Quote the records word for word, from the line containing "Detect man's eye in this picture." through the line containing "74,97,242,486", including both of those lines.

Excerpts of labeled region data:
>>
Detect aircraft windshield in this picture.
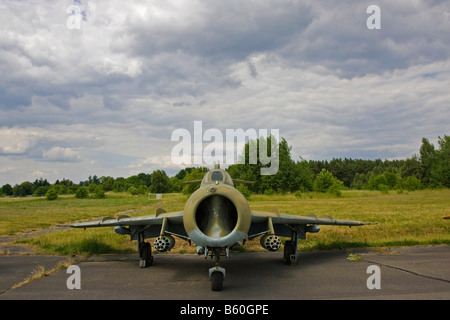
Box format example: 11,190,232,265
211,171,223,181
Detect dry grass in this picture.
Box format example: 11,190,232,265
0,189,450,255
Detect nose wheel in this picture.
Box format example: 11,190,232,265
209,249,225,291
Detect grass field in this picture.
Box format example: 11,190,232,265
0,189,450,255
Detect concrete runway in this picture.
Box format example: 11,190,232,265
0,245,450,300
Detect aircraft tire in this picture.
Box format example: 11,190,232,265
283,240,295,264
211,271,223,291
139,242,153,268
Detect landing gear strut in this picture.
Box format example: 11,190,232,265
283,232,298,264
209,248,225,291
137,232,153,268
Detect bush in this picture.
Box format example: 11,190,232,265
402,176,422,191
314,169,344,197
94,186,105,199
127,187,138,196
75,187,89,199
45,188,58,201
236,184,251,199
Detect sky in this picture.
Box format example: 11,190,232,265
0,0,450,186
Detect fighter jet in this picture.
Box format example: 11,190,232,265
72,166,372,291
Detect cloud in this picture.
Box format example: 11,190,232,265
42,147,81,162
0,0,450,182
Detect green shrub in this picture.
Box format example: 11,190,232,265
75,187,89,199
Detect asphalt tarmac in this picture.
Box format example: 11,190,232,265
0,245,450,300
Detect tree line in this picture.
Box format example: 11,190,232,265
0,135,450,200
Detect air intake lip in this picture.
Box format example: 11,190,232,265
195,194,238,239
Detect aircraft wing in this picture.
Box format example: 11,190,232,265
71,211,183,228
249,210,373,238
71,209,187,240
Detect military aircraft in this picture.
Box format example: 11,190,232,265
72,166,372,291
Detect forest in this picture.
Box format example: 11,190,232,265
0,135,450,200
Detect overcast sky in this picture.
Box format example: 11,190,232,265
0,0,450,186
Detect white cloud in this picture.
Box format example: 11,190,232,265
0,0,450,182
42,147,81,162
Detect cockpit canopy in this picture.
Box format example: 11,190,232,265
202,169,234,186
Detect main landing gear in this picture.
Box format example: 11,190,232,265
205,248,225,291
283,232,298,264
137,232,153,268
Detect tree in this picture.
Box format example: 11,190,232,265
75,187,89,199
45,187,58,201
0,183,13,196
150,170,169,193
314,169,344,196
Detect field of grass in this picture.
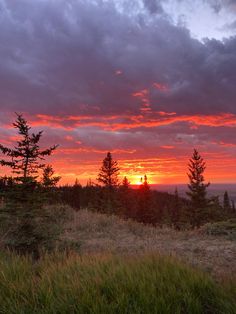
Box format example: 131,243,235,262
0,253,236,314
64,210,236,278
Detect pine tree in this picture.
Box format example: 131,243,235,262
231,200,236,214
97,152,120,190
0,114,57,183
223,191,231,214
137,175,155,223
0,115,61,258
41,165,61,188
187,149,210,227
171,187,181,229
121,177,130,190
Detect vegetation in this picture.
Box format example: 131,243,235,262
0,115,68,259
204,219,236,240
0,254,236,314
187,149,210,227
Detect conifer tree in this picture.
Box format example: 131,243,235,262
171,187,181,229
0,114,57,183
121,177,130,190
41,165,61,188
137,175,154,223
231,200,236,214
223,191,231,213
187,149,210,227
0,114,58,258
97,152,120,190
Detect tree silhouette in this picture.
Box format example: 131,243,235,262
121,177,130,191
41,165,61,188
171,187,181,229
137,175,154,223
0,114,57,182
0,114,59,259
97,152,120,190
187,149,210,227
223,191,231,213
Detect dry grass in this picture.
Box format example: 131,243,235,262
64,210,236,277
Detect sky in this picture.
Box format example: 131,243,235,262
0,0,236,184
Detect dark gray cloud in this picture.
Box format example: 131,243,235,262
143,0,164,14
0,0,236,115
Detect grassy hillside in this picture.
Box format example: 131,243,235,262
64,210,236,277
0,254,236,314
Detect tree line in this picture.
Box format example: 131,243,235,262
0,114,236,259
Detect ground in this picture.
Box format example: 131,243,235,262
64,210,236,277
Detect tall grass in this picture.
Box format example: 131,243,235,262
0,253,236,314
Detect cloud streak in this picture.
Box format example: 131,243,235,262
0,0,236,181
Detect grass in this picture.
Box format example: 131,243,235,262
63,210,236,277
0,253,236,314
203,219,236,240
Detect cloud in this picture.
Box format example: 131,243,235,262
0,0,236,183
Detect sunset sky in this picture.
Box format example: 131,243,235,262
0,0,236,184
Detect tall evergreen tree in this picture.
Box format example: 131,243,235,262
97,152,120,189
0,115,61,258
171,187,181,229
137,175,155,223
223,191,231,213
41,165,61,188
0,114,57,182
187,149,210,227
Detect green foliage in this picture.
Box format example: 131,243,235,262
0,114,57,183
41,165,61,188
97,152,120,189
0,254,236,314
0,115,60,259
187,149,210,227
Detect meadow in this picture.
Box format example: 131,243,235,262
0,253,236,314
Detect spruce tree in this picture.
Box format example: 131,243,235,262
0,114,58,258
187,149,210,227
223,191,231,214
97,152,120,213
97,152,120,190
171,187,181,229
137,175,155,223
41,165,61,188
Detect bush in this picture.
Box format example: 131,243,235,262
0,254,236,314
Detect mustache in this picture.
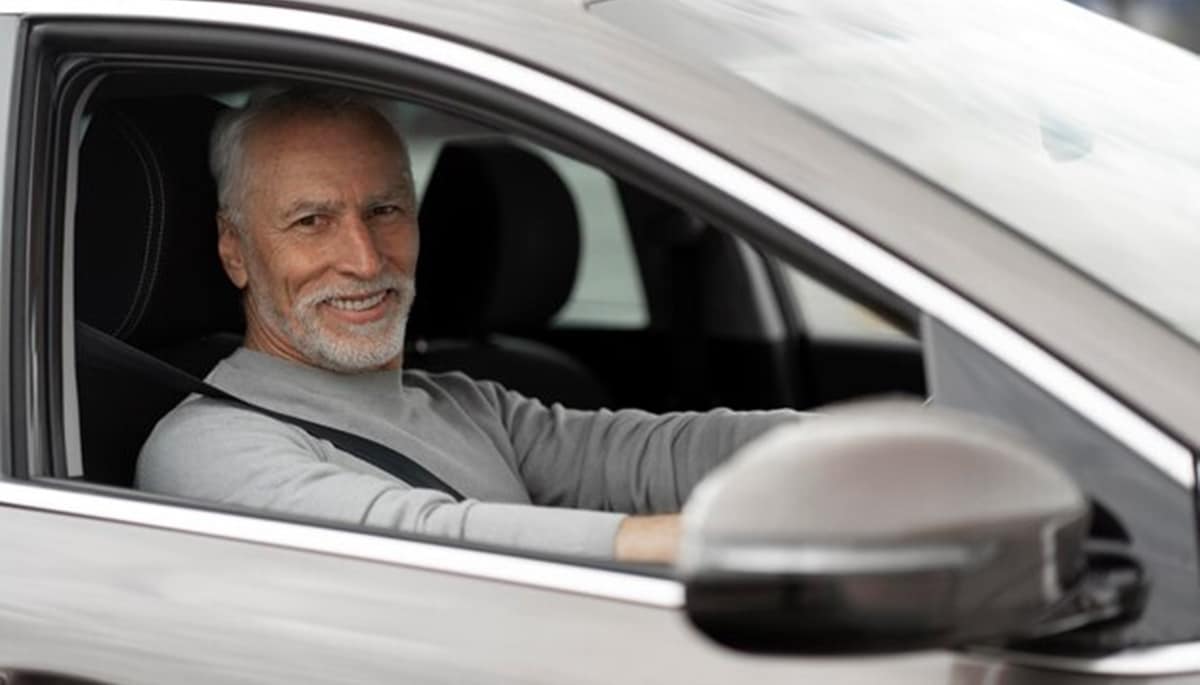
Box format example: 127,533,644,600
295,272,416,310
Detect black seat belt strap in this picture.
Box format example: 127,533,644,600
76,322,464,501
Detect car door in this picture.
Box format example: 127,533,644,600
0,2,1194,683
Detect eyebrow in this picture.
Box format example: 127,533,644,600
280,200,346,218
280,186,409,220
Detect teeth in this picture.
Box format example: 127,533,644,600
326,290,388,312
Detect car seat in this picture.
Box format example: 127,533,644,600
74,97,244,486
74,96,604,486
407,142,610,409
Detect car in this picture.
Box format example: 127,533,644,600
0,0,1200,684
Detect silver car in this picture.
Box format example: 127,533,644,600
0,0,1200,684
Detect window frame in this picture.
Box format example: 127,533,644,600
0,4,1182,652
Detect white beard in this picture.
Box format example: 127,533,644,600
251,272,415,373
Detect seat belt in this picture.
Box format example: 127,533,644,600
76,322,466,501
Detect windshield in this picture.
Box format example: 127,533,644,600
590,0,1200,342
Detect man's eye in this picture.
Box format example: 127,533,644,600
371,205,402,216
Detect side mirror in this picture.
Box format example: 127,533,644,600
679,401,1090,654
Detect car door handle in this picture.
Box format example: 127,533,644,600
0,668,109,685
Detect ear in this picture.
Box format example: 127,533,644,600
217,215,248,290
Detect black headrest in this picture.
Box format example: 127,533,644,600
409,143,580,337
74,97,242,349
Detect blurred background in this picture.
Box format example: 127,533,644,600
1070,0,1200,53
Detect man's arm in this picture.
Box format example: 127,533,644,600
614,513,680,564
137,398,625,558
481,383,806,513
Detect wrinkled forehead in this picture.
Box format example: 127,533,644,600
242,106,413,194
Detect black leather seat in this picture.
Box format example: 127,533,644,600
406,143,610,409
74,97,244,486
74,97,605,486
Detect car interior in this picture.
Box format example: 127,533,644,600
68,78,924,487
35,66,1171,657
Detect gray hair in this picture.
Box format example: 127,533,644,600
209,86,413,226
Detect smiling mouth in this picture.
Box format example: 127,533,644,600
325,289,394,312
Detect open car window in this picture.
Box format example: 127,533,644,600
7,9,1194,657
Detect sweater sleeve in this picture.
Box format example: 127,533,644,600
137,398,623,558
486,384,808,513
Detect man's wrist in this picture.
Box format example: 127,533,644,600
613,513,680,564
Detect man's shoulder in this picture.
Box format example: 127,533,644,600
402,368,505,402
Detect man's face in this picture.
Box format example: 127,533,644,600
220,107,418,372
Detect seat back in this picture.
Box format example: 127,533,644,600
407,142,608,409
74,97,242,486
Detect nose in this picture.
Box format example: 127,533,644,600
336,216,383,281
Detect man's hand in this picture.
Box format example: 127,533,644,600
616,513,680,564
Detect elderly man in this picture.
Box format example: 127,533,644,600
137,90,797,561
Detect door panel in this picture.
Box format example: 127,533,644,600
0,501,952,685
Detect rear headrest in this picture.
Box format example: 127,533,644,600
409,143,580,338
74,97,244,349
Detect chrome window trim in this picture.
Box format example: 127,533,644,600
0,480,684,609
0,0,1200,673
0,17,19,476
965,642,1200,678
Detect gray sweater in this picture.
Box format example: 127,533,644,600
137,348,800,557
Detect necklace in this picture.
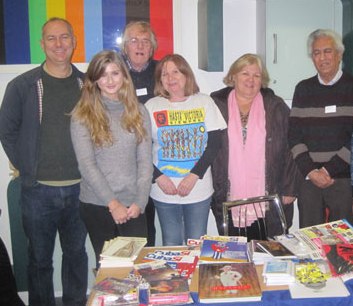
<<
Correct result:
Detect man's eye in this picture.
Box format example: 127,533,644,600
371,205,402,216
Detect side mirror in this picture.
Box format example: 127,533,644,600
679,401,1090,654
Detect car door handle in this picture.
Box format example: 127,533,644,600
0,668,109,685
Detect ear in this picture.
Box format example: 127,533,644,600
217,215,248,290
Detect black headrest in this picture.
Box format example: 127,533,644,600
409,143,580,337
74,97,242,349
Detect blurred background in this picture.
Box format example: 127,533,644,600
1070,0,1200,53
Detect man's arm in this picture.
Box format example: 127,533,644,600
614,513,680,564
137,398,625,558
481,383,806,513
Detect wrinkled forehead in this picture.
Box format example: 127,533,644,600
242,106,413,194
Detect black leather seat in this picture.
Box format example: 127,533,644,600
406,143,610,409
74,97,244,486
74,97,605,486
Detect car interior in this picture.
Box format example: 127,533,644,600
68,78,924,487
35,66,1171,657
Detect gray hair in this picture.
Box format example: 127,533,644,600
209,86,413,226
Detect smiling mouth in this picture.
Box format example: 127,533,644,600
325,289,394,312
Detect open car window in this picture.
Box format example: 127,533,644,600
7,9,1194,657
Detect sweater sleeve in this picture.
Box format example: 127,533,644,600
137,398,623,558
486,384,808,513
Detect man's wrist in this picture.
Box format example: 127,533,644,600
613,513,680,564
Detect man's shoulder in this picture.
Box format example: 127,533,644,600
402,368,505,402
Detect man's face in this picture.
Box format example: 127,533,644,600
220,107,418,372
Detect seat back in this picture.
Box format example: 127,533,644,600
407,142,608,409
74,97,242,486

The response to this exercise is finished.